◆ 주어진 과제: 아래 행들의 맨 처음부터 "0,0 -> 819,1409" 부분이 들어 있는 행까지 양 끝 행을 포함하여 그대로 옮겨 적으세요.

[저장된 데이터]
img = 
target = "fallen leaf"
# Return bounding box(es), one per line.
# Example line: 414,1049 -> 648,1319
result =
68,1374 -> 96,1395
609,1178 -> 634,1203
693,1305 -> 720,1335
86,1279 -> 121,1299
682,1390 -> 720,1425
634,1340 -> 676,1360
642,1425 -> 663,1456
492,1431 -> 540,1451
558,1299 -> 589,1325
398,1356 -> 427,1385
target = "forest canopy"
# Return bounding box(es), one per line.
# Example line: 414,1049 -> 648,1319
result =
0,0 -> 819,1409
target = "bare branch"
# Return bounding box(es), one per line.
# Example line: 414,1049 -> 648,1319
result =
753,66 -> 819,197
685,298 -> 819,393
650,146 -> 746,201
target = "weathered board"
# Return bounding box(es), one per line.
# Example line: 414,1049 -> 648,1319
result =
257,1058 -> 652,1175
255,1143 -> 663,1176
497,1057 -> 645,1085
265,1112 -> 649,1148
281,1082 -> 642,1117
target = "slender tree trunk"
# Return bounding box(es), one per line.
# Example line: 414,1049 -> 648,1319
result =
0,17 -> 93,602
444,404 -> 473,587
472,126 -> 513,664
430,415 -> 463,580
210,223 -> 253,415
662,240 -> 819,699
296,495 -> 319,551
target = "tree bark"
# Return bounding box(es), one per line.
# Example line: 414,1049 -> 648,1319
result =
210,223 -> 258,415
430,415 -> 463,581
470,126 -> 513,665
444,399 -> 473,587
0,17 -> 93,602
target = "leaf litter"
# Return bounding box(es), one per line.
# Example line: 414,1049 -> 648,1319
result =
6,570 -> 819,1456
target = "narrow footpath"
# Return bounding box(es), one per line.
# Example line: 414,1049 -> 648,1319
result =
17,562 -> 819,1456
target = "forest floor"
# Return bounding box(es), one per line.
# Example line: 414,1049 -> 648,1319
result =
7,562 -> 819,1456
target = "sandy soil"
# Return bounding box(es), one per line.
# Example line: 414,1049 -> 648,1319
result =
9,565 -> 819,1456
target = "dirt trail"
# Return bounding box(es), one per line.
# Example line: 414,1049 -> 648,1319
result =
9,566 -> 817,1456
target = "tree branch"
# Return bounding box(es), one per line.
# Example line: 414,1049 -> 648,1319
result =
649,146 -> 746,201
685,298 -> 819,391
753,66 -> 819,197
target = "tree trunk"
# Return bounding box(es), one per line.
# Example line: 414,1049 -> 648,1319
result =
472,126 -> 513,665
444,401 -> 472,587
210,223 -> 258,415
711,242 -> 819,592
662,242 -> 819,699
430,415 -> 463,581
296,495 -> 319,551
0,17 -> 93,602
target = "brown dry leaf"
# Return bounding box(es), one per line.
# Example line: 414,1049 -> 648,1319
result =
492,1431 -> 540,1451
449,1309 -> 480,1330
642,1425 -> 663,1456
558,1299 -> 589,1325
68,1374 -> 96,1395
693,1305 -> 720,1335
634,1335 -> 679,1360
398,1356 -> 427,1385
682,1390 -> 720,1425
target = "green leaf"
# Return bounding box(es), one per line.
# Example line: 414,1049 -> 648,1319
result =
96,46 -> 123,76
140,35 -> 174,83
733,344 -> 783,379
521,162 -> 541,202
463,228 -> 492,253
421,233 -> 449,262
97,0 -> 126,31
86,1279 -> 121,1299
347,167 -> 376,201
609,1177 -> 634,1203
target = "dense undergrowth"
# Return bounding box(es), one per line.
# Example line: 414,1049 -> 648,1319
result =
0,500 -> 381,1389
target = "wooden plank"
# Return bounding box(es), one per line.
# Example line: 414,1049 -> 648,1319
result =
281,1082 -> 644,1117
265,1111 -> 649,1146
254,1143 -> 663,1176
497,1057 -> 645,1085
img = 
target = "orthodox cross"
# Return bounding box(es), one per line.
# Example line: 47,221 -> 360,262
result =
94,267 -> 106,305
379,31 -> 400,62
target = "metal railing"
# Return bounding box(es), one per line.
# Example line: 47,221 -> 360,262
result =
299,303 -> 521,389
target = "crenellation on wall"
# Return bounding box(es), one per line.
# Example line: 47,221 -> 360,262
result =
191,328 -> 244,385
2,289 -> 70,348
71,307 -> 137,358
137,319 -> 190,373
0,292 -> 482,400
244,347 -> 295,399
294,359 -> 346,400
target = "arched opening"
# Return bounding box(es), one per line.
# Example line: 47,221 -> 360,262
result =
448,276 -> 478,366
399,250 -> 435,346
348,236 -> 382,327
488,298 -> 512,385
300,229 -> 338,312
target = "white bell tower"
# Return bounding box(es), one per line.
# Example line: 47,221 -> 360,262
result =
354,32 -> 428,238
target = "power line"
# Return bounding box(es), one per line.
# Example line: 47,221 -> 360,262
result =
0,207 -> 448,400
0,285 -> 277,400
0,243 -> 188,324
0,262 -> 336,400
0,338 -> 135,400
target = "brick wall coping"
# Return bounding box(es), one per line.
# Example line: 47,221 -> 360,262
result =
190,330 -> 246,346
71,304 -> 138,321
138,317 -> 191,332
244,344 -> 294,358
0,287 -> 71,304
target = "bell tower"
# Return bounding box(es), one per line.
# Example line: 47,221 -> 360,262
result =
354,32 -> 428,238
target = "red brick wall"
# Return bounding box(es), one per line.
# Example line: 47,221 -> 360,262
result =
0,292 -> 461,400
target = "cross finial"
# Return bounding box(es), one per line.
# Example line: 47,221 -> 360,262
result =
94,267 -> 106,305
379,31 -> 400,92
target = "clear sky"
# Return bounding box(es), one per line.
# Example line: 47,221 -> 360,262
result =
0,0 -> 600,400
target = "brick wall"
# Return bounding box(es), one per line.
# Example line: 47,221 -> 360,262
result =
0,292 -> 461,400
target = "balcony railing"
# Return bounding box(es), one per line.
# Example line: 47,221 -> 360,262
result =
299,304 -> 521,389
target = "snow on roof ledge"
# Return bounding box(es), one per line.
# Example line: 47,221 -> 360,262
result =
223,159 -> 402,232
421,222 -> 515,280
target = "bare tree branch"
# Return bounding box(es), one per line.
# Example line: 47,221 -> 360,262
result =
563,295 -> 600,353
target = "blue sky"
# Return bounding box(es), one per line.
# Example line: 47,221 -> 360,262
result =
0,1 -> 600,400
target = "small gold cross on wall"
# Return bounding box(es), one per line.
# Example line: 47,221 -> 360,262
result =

◆ 응답:
img = 
target = "fallen leaf"
# Return bounding box(es), one per line.
# Example line: 414,1049 -> 648,1319
result =
68,1374 -> 96,1395
609,1178 -> 634,1203
693,1305 -> 720,1335
86,1279 -> 121,1299
682,1390 -> 720,1425
634,1340 -> 676,1360
642,1425 -> 663,1456
492,1431 -> 540,1451
558,1299 -> 589,1325
398,1356 -> 427,1385
target = "forest canopy"
# Return bounding box(es), one per line.
# Example line: 414,1049 -> 648,1319
result =
0,0 -> 819,1409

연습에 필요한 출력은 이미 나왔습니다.